-- start --

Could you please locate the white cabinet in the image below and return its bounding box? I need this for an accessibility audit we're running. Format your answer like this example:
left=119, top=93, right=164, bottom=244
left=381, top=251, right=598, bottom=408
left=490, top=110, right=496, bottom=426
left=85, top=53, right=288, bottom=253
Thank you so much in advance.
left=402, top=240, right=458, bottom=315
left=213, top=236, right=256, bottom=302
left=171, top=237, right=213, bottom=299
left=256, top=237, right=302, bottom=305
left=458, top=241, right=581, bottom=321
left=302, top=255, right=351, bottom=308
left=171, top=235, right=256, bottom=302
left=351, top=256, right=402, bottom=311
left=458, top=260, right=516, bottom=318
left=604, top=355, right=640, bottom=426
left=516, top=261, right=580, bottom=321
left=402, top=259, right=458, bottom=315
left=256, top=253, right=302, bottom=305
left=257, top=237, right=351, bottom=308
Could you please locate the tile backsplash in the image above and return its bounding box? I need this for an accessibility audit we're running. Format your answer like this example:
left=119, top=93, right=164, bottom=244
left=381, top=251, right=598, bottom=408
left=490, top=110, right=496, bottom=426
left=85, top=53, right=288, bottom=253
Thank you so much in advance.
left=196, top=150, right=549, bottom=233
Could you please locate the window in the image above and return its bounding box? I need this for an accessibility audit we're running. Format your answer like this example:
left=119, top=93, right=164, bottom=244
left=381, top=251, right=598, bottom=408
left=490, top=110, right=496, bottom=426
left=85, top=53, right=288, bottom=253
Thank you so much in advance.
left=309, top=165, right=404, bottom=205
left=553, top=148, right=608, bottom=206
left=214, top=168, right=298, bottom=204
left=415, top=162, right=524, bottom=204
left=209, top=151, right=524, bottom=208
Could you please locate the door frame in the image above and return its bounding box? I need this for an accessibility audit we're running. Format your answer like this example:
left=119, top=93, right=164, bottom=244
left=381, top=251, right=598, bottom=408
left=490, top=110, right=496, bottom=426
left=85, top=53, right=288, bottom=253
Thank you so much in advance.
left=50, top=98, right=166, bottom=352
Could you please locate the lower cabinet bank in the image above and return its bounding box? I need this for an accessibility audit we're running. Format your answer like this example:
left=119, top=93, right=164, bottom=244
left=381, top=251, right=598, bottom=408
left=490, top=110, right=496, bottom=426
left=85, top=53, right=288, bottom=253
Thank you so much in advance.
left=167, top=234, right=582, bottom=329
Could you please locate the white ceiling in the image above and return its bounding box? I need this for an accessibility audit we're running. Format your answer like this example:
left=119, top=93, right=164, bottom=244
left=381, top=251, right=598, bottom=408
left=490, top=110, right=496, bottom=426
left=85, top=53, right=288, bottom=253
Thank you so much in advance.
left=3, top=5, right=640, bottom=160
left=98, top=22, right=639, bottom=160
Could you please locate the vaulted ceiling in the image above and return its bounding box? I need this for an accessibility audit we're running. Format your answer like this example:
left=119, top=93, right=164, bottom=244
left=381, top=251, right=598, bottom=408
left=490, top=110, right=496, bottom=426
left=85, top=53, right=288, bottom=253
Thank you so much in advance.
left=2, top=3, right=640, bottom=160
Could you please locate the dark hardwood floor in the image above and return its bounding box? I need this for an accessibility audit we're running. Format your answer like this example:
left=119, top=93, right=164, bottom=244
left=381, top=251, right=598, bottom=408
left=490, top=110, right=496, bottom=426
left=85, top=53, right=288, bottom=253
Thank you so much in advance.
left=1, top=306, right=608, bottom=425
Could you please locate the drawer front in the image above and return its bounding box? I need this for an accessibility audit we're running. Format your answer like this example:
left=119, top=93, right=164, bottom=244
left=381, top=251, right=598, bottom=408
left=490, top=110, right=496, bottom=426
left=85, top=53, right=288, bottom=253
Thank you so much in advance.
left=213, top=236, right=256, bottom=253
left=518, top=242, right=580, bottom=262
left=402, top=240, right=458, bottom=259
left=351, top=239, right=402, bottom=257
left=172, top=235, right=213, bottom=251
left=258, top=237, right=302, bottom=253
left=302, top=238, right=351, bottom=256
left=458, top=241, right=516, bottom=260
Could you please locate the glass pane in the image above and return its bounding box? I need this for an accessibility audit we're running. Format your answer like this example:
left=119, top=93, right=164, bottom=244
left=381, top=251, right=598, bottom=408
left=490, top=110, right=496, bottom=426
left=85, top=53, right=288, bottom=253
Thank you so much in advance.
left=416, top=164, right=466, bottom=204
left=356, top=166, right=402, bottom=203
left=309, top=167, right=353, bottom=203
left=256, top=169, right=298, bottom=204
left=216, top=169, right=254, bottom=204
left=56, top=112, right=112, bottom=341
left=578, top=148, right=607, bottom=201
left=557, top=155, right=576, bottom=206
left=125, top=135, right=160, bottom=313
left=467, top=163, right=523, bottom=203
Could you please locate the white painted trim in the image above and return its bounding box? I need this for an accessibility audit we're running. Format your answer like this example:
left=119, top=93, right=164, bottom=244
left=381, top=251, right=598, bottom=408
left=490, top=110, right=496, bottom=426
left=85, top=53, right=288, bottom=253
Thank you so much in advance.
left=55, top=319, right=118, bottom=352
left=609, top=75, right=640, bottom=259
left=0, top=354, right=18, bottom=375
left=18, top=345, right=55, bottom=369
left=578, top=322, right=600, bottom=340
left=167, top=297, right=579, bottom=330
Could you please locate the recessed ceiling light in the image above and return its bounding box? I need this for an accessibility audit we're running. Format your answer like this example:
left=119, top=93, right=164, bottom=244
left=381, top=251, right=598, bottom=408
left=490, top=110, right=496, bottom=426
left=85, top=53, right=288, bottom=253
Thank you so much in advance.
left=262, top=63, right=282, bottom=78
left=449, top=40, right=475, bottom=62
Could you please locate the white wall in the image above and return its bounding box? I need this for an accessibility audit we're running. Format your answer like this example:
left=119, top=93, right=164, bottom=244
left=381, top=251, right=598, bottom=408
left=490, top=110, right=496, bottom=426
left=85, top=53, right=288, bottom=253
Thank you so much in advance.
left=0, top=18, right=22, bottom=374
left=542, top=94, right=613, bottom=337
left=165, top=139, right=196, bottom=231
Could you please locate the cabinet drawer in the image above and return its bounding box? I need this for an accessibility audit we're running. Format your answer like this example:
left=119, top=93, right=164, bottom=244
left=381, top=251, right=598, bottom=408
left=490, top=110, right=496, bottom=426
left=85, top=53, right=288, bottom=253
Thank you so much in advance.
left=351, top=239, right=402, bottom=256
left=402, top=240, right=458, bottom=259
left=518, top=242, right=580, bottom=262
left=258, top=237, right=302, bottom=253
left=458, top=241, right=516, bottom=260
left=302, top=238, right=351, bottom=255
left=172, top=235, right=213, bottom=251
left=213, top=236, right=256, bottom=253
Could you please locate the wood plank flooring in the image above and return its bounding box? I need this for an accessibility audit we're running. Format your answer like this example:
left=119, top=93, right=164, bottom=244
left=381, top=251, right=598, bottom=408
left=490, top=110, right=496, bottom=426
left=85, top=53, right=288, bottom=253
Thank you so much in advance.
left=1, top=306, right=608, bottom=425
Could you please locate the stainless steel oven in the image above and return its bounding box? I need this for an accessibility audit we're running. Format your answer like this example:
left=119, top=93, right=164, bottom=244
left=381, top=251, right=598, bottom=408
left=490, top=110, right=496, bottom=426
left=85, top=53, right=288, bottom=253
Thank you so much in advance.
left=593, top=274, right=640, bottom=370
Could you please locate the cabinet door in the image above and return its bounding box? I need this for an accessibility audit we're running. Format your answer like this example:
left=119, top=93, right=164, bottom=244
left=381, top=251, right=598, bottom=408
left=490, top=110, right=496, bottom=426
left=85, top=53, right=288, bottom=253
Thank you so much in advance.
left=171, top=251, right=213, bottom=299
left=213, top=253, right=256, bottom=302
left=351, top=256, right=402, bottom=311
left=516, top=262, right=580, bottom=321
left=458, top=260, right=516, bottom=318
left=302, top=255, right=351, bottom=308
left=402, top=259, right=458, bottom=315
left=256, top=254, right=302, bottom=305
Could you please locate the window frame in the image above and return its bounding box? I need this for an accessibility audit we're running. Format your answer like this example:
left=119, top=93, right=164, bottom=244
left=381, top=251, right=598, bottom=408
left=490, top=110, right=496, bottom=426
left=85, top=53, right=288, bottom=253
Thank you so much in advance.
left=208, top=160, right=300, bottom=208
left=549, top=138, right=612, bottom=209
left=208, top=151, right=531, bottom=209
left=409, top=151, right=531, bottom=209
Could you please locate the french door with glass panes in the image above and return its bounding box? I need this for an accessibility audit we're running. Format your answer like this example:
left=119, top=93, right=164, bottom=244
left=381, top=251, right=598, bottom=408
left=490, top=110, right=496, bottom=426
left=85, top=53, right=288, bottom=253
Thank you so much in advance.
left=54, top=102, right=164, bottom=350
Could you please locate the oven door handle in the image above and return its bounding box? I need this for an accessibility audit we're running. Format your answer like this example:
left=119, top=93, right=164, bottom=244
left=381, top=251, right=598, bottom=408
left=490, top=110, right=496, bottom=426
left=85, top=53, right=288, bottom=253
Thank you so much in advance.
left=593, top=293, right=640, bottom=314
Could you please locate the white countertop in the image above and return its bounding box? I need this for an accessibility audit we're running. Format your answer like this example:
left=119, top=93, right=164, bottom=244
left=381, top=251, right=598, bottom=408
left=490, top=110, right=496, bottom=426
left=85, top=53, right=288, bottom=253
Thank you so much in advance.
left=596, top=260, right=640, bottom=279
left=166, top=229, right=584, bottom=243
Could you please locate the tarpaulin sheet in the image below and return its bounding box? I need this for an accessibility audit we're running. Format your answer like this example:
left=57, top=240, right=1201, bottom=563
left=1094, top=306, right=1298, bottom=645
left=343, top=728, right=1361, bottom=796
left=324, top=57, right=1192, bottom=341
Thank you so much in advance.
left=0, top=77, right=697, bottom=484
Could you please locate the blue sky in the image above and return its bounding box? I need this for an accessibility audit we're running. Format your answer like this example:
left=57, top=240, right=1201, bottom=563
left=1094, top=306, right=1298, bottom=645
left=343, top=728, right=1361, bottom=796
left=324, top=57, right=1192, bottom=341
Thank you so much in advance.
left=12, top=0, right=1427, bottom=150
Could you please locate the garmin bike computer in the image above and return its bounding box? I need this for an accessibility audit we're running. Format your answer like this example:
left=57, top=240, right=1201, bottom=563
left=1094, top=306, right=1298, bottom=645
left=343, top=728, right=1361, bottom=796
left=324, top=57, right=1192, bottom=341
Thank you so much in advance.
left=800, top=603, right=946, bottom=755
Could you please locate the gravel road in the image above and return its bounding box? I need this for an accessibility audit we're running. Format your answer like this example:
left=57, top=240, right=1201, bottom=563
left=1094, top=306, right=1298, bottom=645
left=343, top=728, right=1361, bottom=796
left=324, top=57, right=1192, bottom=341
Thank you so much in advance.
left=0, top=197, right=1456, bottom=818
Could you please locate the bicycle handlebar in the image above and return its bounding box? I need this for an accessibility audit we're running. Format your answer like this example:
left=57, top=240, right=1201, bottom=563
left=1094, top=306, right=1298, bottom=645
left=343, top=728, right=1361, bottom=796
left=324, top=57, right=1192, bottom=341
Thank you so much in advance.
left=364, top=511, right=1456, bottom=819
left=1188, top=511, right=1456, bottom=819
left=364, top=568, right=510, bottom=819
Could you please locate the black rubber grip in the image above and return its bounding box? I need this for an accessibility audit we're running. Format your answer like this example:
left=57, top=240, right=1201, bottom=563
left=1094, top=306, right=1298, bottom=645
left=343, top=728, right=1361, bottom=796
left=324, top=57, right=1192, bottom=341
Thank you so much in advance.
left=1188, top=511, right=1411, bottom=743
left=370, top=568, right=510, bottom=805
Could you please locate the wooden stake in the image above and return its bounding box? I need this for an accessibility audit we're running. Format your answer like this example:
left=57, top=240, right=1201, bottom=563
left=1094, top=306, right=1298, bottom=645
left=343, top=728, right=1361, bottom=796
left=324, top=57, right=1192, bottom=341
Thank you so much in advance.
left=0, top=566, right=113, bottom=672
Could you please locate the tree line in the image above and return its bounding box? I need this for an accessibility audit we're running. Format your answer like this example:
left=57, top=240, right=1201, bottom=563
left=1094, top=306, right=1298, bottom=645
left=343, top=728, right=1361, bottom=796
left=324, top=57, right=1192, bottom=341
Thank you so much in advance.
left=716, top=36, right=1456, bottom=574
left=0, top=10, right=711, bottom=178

-- end --

#### Challenge:
Write out the records word for word, from the first line down to and including the line containing "left=257, top=237, right=351, bottom=308".

#### Response to the task:
Could you please locate the white cabinet in the image below and return its bounding box? I need this for an accessibility audit we're running. Format your answer like this example:
left=119, top=93, right=164, bottom=244
left=381, top=251, right=598, bottom=408
left=490, top=110, right=496, bottom=426
left=85, top=53, right=288, bottom=253
Thank you so much in advance.
left=402, top=240, right=458, bottom=315
left=213, top=236, right=256, bottom=302
left=171, top=237, right=213, bottom=299
left=256, top=237, right=302, bottom=305
left=458, top=241, right=581, bottom=321
left=302, top=255, right=351, bottom=308
left=171, top=235, right=256, bottom=302
left=351, top=256, right=402, bottom=311
left=458, top=260, right=516, bottom=318
left=604, top=355, right=640, bottom=426
left=516, top=261, right=580, bottom=321
left=402, top=259, right=458, bottom=315
left=256, top=253, right=302, bottom=305
left=257, top=237, right=351, bottom=308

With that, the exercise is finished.